*** Opening of Data under study ***

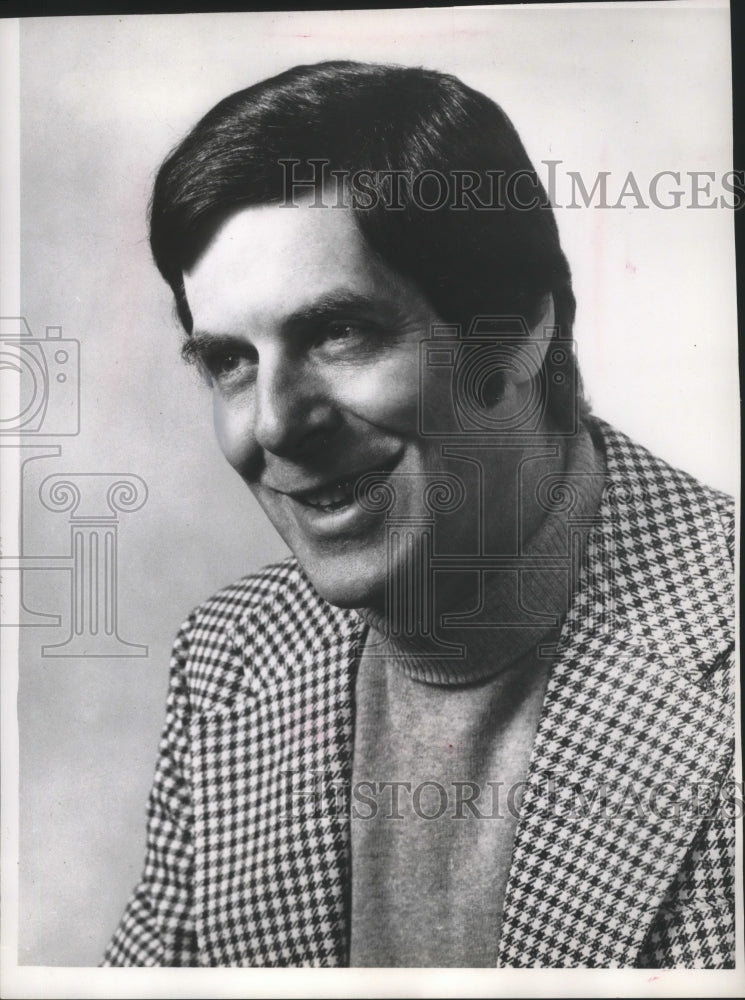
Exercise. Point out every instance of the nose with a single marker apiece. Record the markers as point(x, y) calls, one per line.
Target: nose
point(294, 413)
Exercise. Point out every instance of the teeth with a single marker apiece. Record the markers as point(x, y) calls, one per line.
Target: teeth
point(333, 498)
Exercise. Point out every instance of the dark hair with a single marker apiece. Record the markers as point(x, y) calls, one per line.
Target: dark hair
point(500, 260)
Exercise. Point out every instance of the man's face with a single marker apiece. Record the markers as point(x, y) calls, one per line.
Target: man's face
point(312, 347)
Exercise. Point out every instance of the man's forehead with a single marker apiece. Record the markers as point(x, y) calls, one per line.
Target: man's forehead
point(273, 263)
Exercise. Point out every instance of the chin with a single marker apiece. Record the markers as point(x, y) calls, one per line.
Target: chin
point(345, 586)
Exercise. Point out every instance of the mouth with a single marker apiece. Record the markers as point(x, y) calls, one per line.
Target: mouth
point(336, 496)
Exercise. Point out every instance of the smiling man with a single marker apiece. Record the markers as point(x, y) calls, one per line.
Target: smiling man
point(469, 722)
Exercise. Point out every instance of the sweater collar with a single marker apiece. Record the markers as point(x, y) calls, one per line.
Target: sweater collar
point(501, 614)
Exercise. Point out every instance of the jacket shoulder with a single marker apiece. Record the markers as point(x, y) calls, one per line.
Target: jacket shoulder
point(208, 663)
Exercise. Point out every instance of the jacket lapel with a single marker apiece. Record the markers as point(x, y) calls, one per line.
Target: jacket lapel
point(633, 726)
point(268, 774)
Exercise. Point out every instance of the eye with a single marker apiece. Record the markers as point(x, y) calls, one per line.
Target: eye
point(342, 334)
point(228, 366)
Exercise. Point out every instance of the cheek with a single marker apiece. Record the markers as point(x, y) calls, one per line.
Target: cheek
point(385, 395)
point(234, 435)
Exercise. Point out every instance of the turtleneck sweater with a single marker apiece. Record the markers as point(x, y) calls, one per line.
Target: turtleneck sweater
point(442, 747)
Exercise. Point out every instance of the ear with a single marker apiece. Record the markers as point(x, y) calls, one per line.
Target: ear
point(530, 355)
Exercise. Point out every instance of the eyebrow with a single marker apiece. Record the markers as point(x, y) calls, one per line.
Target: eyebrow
point(330, 305)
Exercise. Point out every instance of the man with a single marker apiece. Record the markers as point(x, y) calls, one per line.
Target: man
point(482, 718)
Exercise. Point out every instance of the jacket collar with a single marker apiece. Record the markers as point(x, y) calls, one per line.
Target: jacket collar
point(633, 723)
point(629, 707)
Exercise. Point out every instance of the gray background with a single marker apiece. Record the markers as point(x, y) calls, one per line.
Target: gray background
point(102, 101)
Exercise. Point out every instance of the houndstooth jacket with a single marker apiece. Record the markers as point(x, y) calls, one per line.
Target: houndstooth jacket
point(640, 699)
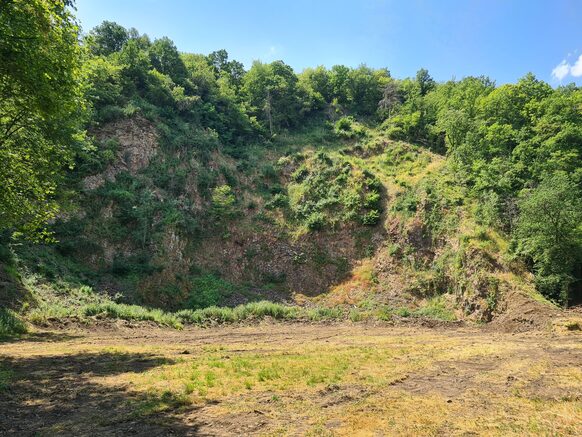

*** Close of Data under study ***

*Directions*
Exclude all images and retype the data precisely.

*Task solution*
Exercise. Point out every instance of the nose with a single marker apiece. Record the markers as point(x, y) calls, one per line.
Target: nose
point(294, 413)
Exercise. Point out every instance of the teeth with a single marker apiece. Record the markers as point(x, y) calls, one per line.
Target: teeth
point(333, 498)
Exercise. Point out every instance of the dark hair with a single marker apiece. Record the markers as point(x, y) calls, one per line.
Target: dark hair
point(500, 260)
Exercise. Point out every instance of the man's face with a single marker apiece. Record the markers as point(x, y) calls, one per line.
Target: man's face
point(312, 347)
Exercise. Point out every instance of the man's forehead with a single marker apiece. Record the markers as point(x, y) calls, one per line.
Target: man's forehead
point(273, 263)
Exercise. Point out every instance of the chin with a single marker apiece. Record the markers as point(x, y) calls, one per line.
Target: chin
point(345, 586)
Exercise. Point out every instance of the mouth with a single marker apiece. Record the markers as point(x, y) calls, one per line.
Target: mouth
point(336, 496)
Exercise. Point out every instance of the smiling man with a single marker apiece. Record the markers as point(x, y) calls, one per line.
Target: smiling man
point(469, 722)
Exercise. Point out every instance of the sweater collar with a single marker apiece. Record the markers as point(x, y) calls, one per line.
Target: sweater collar
point(501, 614)
Exercise. Point out every instance of the jacket shoulder with a single marker apiece. Record the markers as point(x, y) calls, one per line.
Target: jacket shoulder
point(208, 663)
Exercise. Point out every instance of the jacket lapel with a single marker apiece. Record the markers as point(x, y) calls, one per line.
Target: jacket lapel
point(633, 726)
point(268, 774)
Exercise. Point out every instance of the eye with a single marker apiece. Record the markers as point(x, y) calls, one per line.
Target: eye
point(342, 334)
point(228, 366)
Exercise. Point out every instance of the cheek with a single marker apiece. Record the markers as point(x, y) calls, one per line.
Target: cheek
point(385, 395)
point(234, 435)
Exercise. Point out every instance of the turtleneck sweater with a single marker apiece. Record the markers as point(x, y) calls, one per line.
Target: turtleneck sweater
point(442, 747)
Exercise. Point out every instance of the ear with a single marker apiece. Record the markers as point(x, y) calls, one per line.
Target: ear
point(530, 355)
Exercise. Point out every instance of the eyebrow with a single marker apiece. Record the markers as point(x, y) calls, one per line.
Target: eyebrow
point(330, 305)
Exercise. Point out every instance of the man with a single marker apiece. Record the markers as point(x, y) calls, one per line.
Target: man
point(482, 718)
Exercise. Point out every instance of the jacket collar with a single marker apiece. Record the markers as point(x, y) calls, one per line.
Target: jacket collar
point(633, 723)
point(629, 707)
Exercise. Point out every instance of the gray background with a single marker apiece. Record the markers as point(x, y) calls, one per line.
Target: gray background
point(102, 101)
Exercise. Point out every instance of the houndstooth jacket with a single marker apiece. Record the markers as point(x, y) calls, one per line.
Target: houndstooth jacket
point(640, 699)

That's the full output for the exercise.